[Data entries]
[Start of section]

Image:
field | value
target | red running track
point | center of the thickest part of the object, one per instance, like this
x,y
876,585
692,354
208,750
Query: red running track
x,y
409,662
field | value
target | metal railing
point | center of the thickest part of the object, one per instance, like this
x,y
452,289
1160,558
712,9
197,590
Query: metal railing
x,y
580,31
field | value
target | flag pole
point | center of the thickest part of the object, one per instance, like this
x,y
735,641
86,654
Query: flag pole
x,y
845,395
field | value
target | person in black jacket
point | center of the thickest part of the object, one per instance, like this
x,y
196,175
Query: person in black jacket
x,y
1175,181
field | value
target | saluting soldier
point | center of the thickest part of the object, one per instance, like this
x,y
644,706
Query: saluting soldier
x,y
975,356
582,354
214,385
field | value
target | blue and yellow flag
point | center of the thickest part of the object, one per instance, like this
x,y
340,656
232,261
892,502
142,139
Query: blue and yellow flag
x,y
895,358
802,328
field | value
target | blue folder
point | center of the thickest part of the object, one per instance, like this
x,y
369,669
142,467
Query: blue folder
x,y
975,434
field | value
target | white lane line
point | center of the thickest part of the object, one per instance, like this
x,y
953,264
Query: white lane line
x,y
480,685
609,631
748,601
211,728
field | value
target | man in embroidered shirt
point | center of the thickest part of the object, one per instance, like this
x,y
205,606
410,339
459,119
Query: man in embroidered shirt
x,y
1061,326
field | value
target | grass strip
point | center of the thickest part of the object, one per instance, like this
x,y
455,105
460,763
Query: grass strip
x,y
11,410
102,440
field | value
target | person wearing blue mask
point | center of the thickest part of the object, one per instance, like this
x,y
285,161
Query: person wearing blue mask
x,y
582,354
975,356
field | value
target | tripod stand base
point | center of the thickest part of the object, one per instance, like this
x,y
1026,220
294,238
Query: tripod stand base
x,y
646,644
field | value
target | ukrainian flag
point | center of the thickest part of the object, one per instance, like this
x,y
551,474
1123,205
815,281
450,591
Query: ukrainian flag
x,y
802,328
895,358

[End of section]

Your objective:
Give back every entry exactly, with nothing left out.

Expected answer:
Image:
field | value
target | red running track
point | center of the thickest part of the object, one per instance, like this
x,y
876,585
692,354
208,750
Query: red running track
x,y
409,662
field | value
target | metal railing
point | center of the thickest part of the object, one per instance, like this
x,y
452,289
1160,558
712,9
197,590
Query: metal railing
x,y
580,31
field | value
target | flag pole
point | center of the thickest part of the object, one per instance, like this
x,y
735,641
86,654
Query: flag pole
x,y
845,395
field | value
target | person in black jacket
point | center of the thickest part of the object, one per instance, like this
x,y
196,175
Query: person in black jacket
x,y
1175,181
field | value
target | saluting soldier
point | center of the thickest part of the object, one per instance, like this
x,y
644,706
Query: saluting soldier
x,y
975,356
582,354
214,385
field | value
target | blue and yellow flag
point | center of the thickest part of the object, one per instance, like this
x,y
340,656
232,261
892,502
142,139
Query: blue and yellow flag
x,y
895,358
802,328
field | value
target | blue folder
point | center of the thickest part of the object, one per instance, like this
x,y
369,669
142,467
Query: blue folder
x,y
975,434
field | value
target | white lane line
point | center of the thickest part of the object, one per instance, like this
x,y
953,264
Query: white lane line
x,y
480,685
609,631
748,601
211,728
field | value
target | man in embroidered shirt
point | center of the thickest part of the object, one per instance, like this
x,y
205,606
410,339
459,119
Query: man in embroidered shirt
x,y
1061,326
field | value
target | grass strip
point | center of the thickest part of the object, one per instance, like this
x,y
455,105
460,763
Query: grass strip
x,y
11,410
102,440
field | value
target | person wearing blue mask
point | center of the thickest part of the object, one per instance, like this
x,y
285,161
Query: person wearing blue mask
x,y
582,354
975,356
field | value
target | tripod stand base
point | center of the thickest part of the object, one per instance, like this
x,y
1026,220
294,238
Query: tripod stand base
x,y
646,644
field | value
target | ukrainian flag
point | center of the thickest part of the object, one per instance, like this
x,y
551,474
1123,205
815,281
450,591
Query: ukrainian flag
x,y
802,328
895,358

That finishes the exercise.